[Rows from a dataset]
+===+
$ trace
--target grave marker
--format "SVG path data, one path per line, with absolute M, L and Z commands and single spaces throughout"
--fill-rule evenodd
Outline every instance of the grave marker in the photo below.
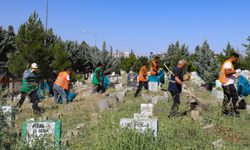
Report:
M 122 83 L 115 84 L 115 90 L 116 90 L 116 91 L 121 91 L 121 90 L 123 90 L 123 89 L 122 89 Z
M 1 109 L 3 111 L 3 114 L 4 114 L 5 118 L 6 118 L 7 124 L 9 126 L 11 126 L 12 121 L 14 119 L 12 106 L 2 106 Z
M 157 136 L 158 131 L 158 120 L 157 119 L 133 119 L 133 118 L 122 118 L 120 120 L 120 127 L 128 127 L 135 129 L 138 132 L 145 132 L 151 130 L 154 136 Z
M 145 117 L 153 116 L 153 104 L 141 104 L 141 115 Z
M 60 149 L 61 121 L 26 121 L 22 126 L 22 138 L 29 147 L 43 142 L 44 147 Z

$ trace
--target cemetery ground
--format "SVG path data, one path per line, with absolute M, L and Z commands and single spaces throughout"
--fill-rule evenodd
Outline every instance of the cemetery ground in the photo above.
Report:
M 191 83 L 188 83 L 191 85 Z M 202 119 L 186 116 L 168 118 L 172 98 L 158 101 L 153 108 L 153 116 L 158 119 L 158 133 L 150 131 L 138 133 L 128 128 L 119 128 L 121 118 L 131 118 L 140 110 L 140 104 L 151 103 L 147 98 L 134 98 L 135 91 L 129 91 L 124 102 L 116 102 L 111 108 L 100 110 L 98 101 L 107 99 L 106 94 L 88 96 L 91 90 L 80 92 L 76 100 L 68 105 L 53 105 L 51 98 L 40 103 L 45 108 L 41 116 L 34 116 L 31 104 L 25 102 L 22 112 L 16 118 L 16 130 L 27 118 L 60 119 L 62 121 L 62 149 L 250 149 L 250 115 L 241 110 L 240 117 L 221 117 L 221 104 L 211 96 L 211 92 L 192 86 L 201 100 Z M 155 93 L 145 92 L 147 95 Z M 163 92 L 160 92 L 162 94 Z M 180 111 L 187 109 L 187 98 L 181 97 Z M 250 104 L 250 97 L 246 98 Z M 217 145 L 216 145 L 216 142 Z M 215 142 L 215 144 L 212 144 Z M 39 149 L 39 147 L 36 147 Z M 18 149 L 18 147 L 16 147 Z

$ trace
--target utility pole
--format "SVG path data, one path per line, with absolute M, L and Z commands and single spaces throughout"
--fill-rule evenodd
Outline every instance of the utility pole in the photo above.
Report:
M 49 0 L 47 0 L 46 4 L 46 32 L 48 30 L 48 15 L 49 15 Z
M 97 33 L 95 32 L 90 32 L 90 31 L 87 31 L 87 30 L 82 30 L 83 33 L 87 33 L 87 34 L 91 34 L 91 35 L 94 35 L 94 38 L 95 38 L 95 51 L 97 50 L 97 47 L 96 47 L 96 42 L 97 42 Z
M 48 15 L 49 15 L 49 0 L 46 0 L 46 21 L 45 21 L 46 37 L 45 37 L 45 41 L 44 41 L 45 46 L 47 45 Z

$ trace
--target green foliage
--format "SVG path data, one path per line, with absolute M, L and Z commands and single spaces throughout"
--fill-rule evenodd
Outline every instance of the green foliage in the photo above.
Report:
M 139 57 L 139 58 L 136 60 L 136 62 L 134 63 L 133 71 L 139 73 L 140 68 L 141 68 L 144 64 L 147 64 L 147 66 L 148 66 L 148 61 L 149 61 L 149 60 L 148 60 L 148 57 L 145 57 L 145 56 Z
M 226 49 L 223 49 L 223 52 L 218 55 L 218 60 L 220 63 L 222 64 L 224 61 L 226 61 L 233 52 L 236 52 L 236 50 L 228 42 Z
M 8 30 L 0 26 L 0 62 L 4 66 L 7 64 L 9 55 L 16 50 L 15 38 L 13 26 L 9 26 Z
M 8 119 L 6 118 L 7 115 L 11 115 L 11 114 L 3 113 L 2 109 L 0 109 L 0 149 L 1 150 L 12 149 L 12 147 L 14 146 L 17 140 L 17 135 L 15 133 L 15 130 L 13 130 L 13 128 L 10 127 L 8 123 Z
M 69 61 L 69 53 L 64 49 L 62 43 L 57 43 L 53 47 L 53 51 L 54 51 L 54 60 L 51 66 L 54 70 L 60 72 L 71 67 L 71 62 Z
M 83 73 L 88 73 L 93 70 L 91 63 L 91 48 L 86 42 L 82 42 L 80 45 L 77 42 L 66 41 L 64 43 L 65 49 L 69 51 L 70 60 L 74 70 L 78 70 Z
M 198 75 L 205 81 L 207 89 L 211 90 L 218 77 L 220 63 L 215 59 L 214 52 L 205 41 L 201 47 L 196 47 L 194 61 Z
M 18 30 L 16 46 L 19 59 L 10 59 L 11 73 L 19 74 L 19 69 L 16 66 L 22 63 L 20 60 L 25 60 L 24 62 L 28 64 L 37 63 L 42 77 L 48 75 L 53 52 L 48 49 L 48 45 L 45 45 L 46 36 L 47 33 L 42 21 L 38 18 L 38 14 L 34 12 Z
M 244 60 L 245 69 L 250 70 L 250 36 L 247 38 L 247 44 L 243 44 L 246 49 L 246 57 Z
M 113 71 L 117 71 L 117 65 L 119 64 L 119 59 L 113 57 L 110 51 L 107 50 L 93 50 L 91 55 L 91 62 L 94 68 L 97 67 L 97 63 L 101 62 L 104 65 L 104 73 L 109 74 Z
M 134 53 L 131 53 L 128 58 L 122 58 L 121 60 L 122 69 L 125 70 L 126 72 L 129 72 L 130 70 L 133 69 L 135 62 L 136 62 L 136 56 Z
M 188 47 L 185 44 L 180 45 L 179 41 L 170 44 L 164 58 L 166 64 L 173 68 L 181 59 L 189 61 Z
M 15 52 L 10 56 L 8 66 L 10 73 L 20 77 L 23 71 L 28 68 L 29 62 L 24 59 L 20 52 Z

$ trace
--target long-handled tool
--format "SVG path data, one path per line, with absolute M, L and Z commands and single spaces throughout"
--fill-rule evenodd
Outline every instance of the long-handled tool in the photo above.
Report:
M 165 66 L 165 68 L 168 70 L 168 72 L 169 72 L 171 75 L 175 76 L 174 73 L 168 68 L 168 66 L 167 66 L 165 63 L 164 63 L 164 66 Z M 187 93 L 188 93 L 193 99 L 195 99 L 197 102 L 199 102 L 199 99 L 189 90 L 189 88 L 188 88 L 187 86 L 185 86 L 185 87 L 186 87 Z

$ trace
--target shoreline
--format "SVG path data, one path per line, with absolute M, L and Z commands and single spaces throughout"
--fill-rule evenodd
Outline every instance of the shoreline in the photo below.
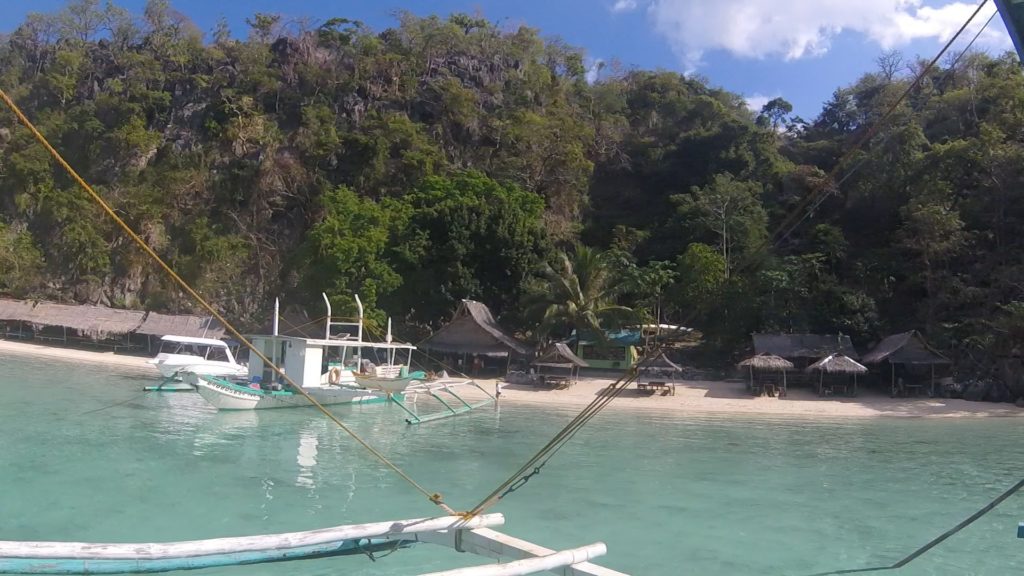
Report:
M 0 340 L 0 358 L 51 358 L 65 362 L 87 362 L 106 366 L 120 373 L 157 377 L 159 372 L 146 364 L 148 358 L 123 356 L 43 345 L 38 343 Z M 541 389 L 522 384 L 508 384 L 500 379 L 478 378 L 476 381 L 488 394 L 501 386 L 500 403 L 524 406 L 548 406 L 582 409 L 602 395 L 612 378 L 581 377 L 577 384 L 562 390 Z M 481 400 L 474 388 L 460 390 L 467 400 Z M 677 382 L 675 396 L 646 395 L 635 385 L 623 392 L 608 404 L 612 410 L 675 413 L 698 416 L 771 416 L 779 418 L 984 418 L 1020 417 L 1024 408 L 1014 404 L 969 402 L 945 398 L 889 398 L 888 395 L 865 389 L 857 398 L 819 398 L 811 390 L 791 388 L 785 399 L 752 397 L 742 382 L 727 380 L 683 380 Z
M 114 354 L 113 352 L 93 352 L 0 339 L 0 358 L 7 356 L 52 358 L 66 362 L 87 362 L 89 364 L 108 366 L 120 373 L 132 376 L 160 375 L 160 372 L 156 368 L 146 364 L 146 361 L 150 359 L 140 356 L 124 356 Z

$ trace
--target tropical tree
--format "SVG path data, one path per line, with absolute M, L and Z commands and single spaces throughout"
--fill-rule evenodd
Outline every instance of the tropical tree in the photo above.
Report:
M 560 251 L 541 270 L 540 282 L 526 296 L 527 315 L 539 319 L 538 333 L 568 335 L 572 330 L 602 340 L 605 330 L 635 323 L 632 308 L 615 303 L 620 283 L 605 254 L 578 245 Z

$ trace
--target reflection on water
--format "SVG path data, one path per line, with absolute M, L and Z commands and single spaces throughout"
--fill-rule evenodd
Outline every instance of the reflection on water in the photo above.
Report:
M 2 359 L 0 539 L 167 541 L 398 520 L 436 508 L 312 409 L 216 412 L 142 380 Z M 89 411 L 103 408 L 102 411 Z M 503 404 L 422 426 L 386 405 L 332 407 L 457 508 L 475 504 L 574 415 Z M 56 425 L 55 423 L 59 423 Z M 695 418 L 609 410 L 503 499 L 505 531 L 601 540 L 639 575 L 800 575 L 890 564 L 1021 477 L 1019 420 Z M 126 503 L 129 503 L 126 505 Z M 1019 574 L 1024 496 L 899 576 Z M 651 526 L 656 524 L 656 530 Z M 742 553 L 737 551 L 742 550 Z M 417 546 L 202 576 L 420 574 L 467 554 Z
M 299 456 L 296 461 L 299 463 L 299 476 L 295 479 L 295 484 L 303 488 L 315 488 L 313 482 L 313 466 L 316 465 L 316 434 L 305 428 L 299 437 Z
+===+
TASK DESCRIPTION
Add 29 to every coordinate in the answer paths, and write out again all lines from the first line through the line containing "M 60 149 L 61", inclusive. Leave the pictures out.

FINISHED TASK
$ trace
--target grave marker
--format "SVG path data, one path per line, with absolute M, L and Z commands and single spaces throughout"
--fill-rule evenodd
Outline every instance of the grave marker in the photo below.
Report:
M 151 112 L 144 113 L 144 119 L 145 119 L 145 120 L 150 120 L 150 119 L 152 119 L 152 118 L 151 118 Z
M 30 138 L 32 140 L 32 143 L 33 143 L 34 147 L 35 147 L 36 153 L 38 155 L 40 155 L 41 150 L 43 148 L 41 135 L 31 135 Z
M 186 165 L 187 160 L 187 149 L 186 148 L 162 148 L 162 147 L 151 147 L 149 149 L 149 156 L 157 156 L 164 158 L 167 161 L 174 161 L 180 159 L 183 165 Z
M 174 146 L 182 145 L 182 133 L 170 133 L 170 144 Z
M 89 178 L 90 150 L 55 150 L 51 155 L 51 167 L 58 176 L 72 171 L 73 176 Z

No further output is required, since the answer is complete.